BEGIN Passage for review

Posted on: May 18th, 2017 by The Physio Movement | Categories: Sports Medicine & Nutrition

There are approximately 300 different known causes of headaches. Cervical headache or cervicogenic headache are terms used to describe headache caused by abnormalities of the joints, muscle, connective tissues and neural structures of the cervical region.

Of all chronic headaches, cervicogenic headache is one of the more common types of headache. The incidence of it is estimated to be 14-18% of all headaches. Notably, women are four times more frequently affected than men, although some research about prevalence between the sexes is contradictory. It is important to distinguish cervicogenic headache from other forms of headache like migraine or tension headache etc.

Common presentation of cervicogenic headache includes a headache, which has developed coinciding with the onset of a cervical disorder. Commonly, cervical range of active movement will be restricted and there will be pain or the headache will be felt on one side of the head only (the same side as the neck pain). The headache will be made significantly worse by provocative movements. A dull or intense ache feeling is felt with cervical headache whereas other forms of headache may be throbbing type pain. As seen below, these are the common areas where you may feel your headache if it is cervicogenic in nature.

Manual therapy techniques have been shown to be the treatment of choice for cervicogenic headache so if you are having headaches that aren’t going away, perhaps its time to see a physio or a chiro to see if its coming from your neck!

END Passage for review

Task 1: Extract the part of the cervicogenic headache article starting at "Posted on: May" and ending at "the cervical region.", copying it word for word.
Task 2:
Answer these questions from the cervicogenic headache article:
(a) About how many known causes of headaches are there?
(b) What share of all headaches is cervicogenic headache estimated to make up?
(c) What treatment has been shown to be the treatment of choice for cervicogenic headache?
The data that comes next has nothing to do with the cervicogenic headache article.

BEGIN Excerpted data

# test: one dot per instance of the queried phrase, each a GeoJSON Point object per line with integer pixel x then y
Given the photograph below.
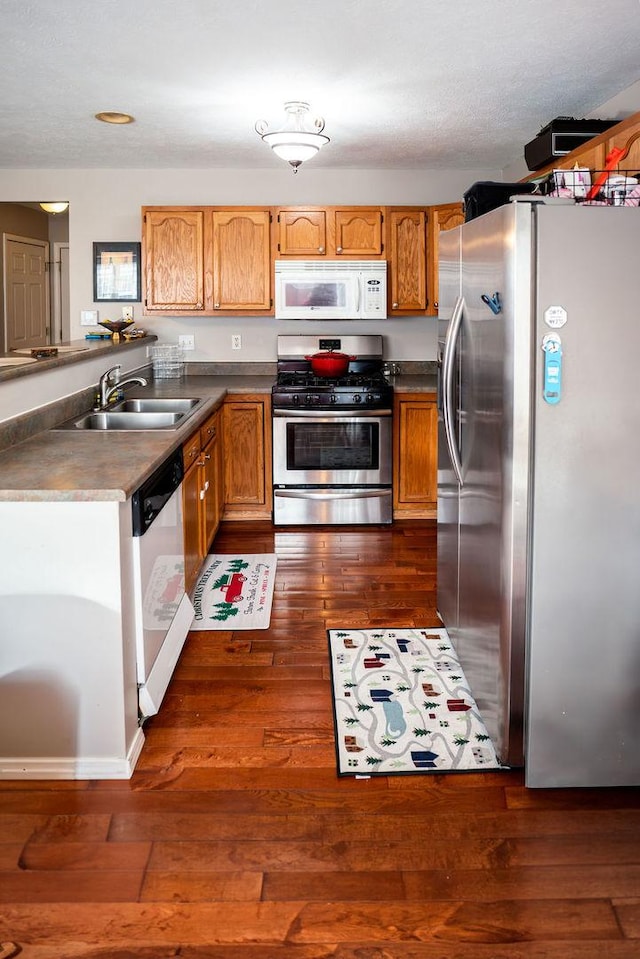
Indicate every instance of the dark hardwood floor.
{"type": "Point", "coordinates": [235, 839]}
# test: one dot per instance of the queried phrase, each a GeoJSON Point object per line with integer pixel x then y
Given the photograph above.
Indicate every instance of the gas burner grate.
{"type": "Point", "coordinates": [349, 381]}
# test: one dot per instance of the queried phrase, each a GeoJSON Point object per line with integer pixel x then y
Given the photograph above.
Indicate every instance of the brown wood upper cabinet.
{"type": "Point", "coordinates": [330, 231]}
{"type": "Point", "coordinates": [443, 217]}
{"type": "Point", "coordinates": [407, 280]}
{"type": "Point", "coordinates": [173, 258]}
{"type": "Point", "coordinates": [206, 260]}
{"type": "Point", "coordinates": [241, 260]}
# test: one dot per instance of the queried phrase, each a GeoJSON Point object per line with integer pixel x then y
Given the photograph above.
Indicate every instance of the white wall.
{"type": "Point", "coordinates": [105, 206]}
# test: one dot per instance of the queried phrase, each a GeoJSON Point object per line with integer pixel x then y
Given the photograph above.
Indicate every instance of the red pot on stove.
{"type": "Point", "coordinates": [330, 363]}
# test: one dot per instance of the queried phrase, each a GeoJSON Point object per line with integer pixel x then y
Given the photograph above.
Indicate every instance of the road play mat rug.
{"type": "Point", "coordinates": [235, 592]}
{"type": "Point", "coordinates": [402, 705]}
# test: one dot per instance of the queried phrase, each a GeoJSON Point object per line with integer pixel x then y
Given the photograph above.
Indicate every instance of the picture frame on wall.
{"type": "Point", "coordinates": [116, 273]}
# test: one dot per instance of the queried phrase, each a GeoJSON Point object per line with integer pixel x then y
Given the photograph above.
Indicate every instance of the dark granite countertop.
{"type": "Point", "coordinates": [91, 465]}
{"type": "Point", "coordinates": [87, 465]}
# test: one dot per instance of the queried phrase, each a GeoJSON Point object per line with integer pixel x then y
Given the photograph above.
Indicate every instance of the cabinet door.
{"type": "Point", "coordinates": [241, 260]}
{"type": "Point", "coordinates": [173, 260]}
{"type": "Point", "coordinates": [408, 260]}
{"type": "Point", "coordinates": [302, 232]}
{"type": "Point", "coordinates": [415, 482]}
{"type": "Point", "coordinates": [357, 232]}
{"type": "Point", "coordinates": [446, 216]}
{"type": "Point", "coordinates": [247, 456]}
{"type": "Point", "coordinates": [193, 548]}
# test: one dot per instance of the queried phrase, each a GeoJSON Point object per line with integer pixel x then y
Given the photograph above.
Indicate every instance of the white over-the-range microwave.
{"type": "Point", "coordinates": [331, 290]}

END Excerpted data

Result 1:
Posted on: May 18th, 2017 by The Physio Movement | Categories: Sports Medicine & Nutrition

There are approximately 300 different known causes of headaches. Cervical headache or cervicogenic headache are terms used to describe headache caused by abnormalities of the joints, muscle, connective tissues and neural structures of the cervical region.

Result 2:
(a) Approximately 300.
(b) 14-18%.
(c) Manual therapy techniques.